Top of Material provided

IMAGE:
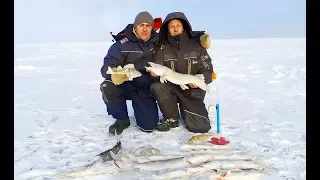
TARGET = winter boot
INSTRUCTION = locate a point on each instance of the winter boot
(119, 126)
(167, 124)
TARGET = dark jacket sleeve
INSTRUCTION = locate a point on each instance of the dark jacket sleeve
(157, 57)
(205, 66)
(114, 58)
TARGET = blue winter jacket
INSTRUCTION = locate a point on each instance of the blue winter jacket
(131, 50)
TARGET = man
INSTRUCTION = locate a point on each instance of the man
(180, 52)
(135, 47)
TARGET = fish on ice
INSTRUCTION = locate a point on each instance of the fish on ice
(128, 70)
(167, 74)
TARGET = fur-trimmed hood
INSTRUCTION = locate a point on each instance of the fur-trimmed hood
(175, 15)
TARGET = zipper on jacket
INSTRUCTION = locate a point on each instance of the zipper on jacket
(189, 66)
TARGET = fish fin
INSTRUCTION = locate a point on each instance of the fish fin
(129, 66)
(199, 76)
(184, 87)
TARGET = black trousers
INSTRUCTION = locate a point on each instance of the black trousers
(144, 105)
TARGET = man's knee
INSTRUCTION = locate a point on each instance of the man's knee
(160, 91)
(110, 92)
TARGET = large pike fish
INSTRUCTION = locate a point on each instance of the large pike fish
(128, 70)
(167, 74)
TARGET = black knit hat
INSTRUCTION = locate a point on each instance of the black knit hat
(143, 17)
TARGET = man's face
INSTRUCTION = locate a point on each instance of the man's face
(143, 31)
(175, 27)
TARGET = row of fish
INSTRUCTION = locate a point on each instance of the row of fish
(196, 159)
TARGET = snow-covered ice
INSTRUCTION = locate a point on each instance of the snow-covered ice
(61, 120)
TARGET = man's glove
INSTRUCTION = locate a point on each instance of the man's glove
(205, 41)
(118, 79)
(213, 76)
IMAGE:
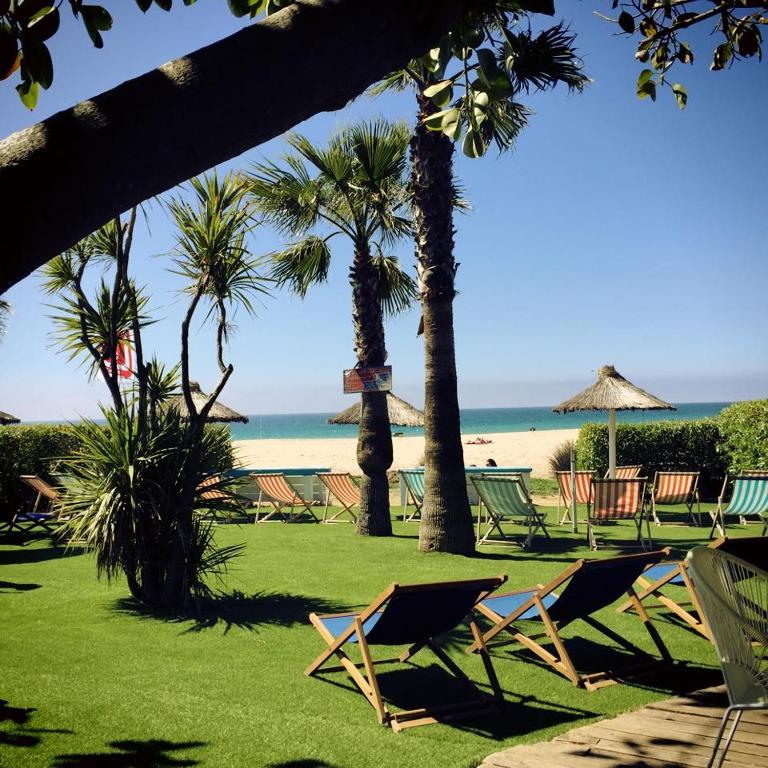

Bottom of Material provided

Task directions –
Every line from the one with "TARGET = zipper on jacket" through the end of the records is to be reproduced exactly, and the pictures are to be left out.

Solution –
TARGET = zipper on jacket
INSTRUCTION = locate a point on each instance of the zipper on jacket
(189, 66)
TARGET = fish fin
INSTRUCTION = locate a point on each instance of the fish fin
(129, 66)
(199, 76)
(184, 87)
TARGET = black trousers
INSTRUCTION = locate a point on each instance of the black trousers
(144, 105)
TARGET = man's knee
INSTRUCTION = locate a point on each instance of the man's knee
(160, 91)
(110, 92)
TARGET = large pike fish
INSTRUCTION = locate a point on each instance of the large pike fish
(128, 70)
(167, 74)
TARGET = black knit hat
INSTRUCTION = locate a point on each instance of the black knit hat
(143, 17)
TARGET = man's face
INSTRUCTION = locate a point on each instance of the man's face
(143, 31)
(175, 27)
TARGET = row of fish
INSTRUCTION = locate a point on each instance of the row of fish
(196, 159)
TARGET = snow-covered ice
INSTRUCTION = locate a point on each instance of the snow-covered ice
(61, 120)
TARGET = man's glove
INSTRUCTION = locate a point on each instance of the man's glove
(205, 41)
(118, 79)
(213, 76)
IMAGE:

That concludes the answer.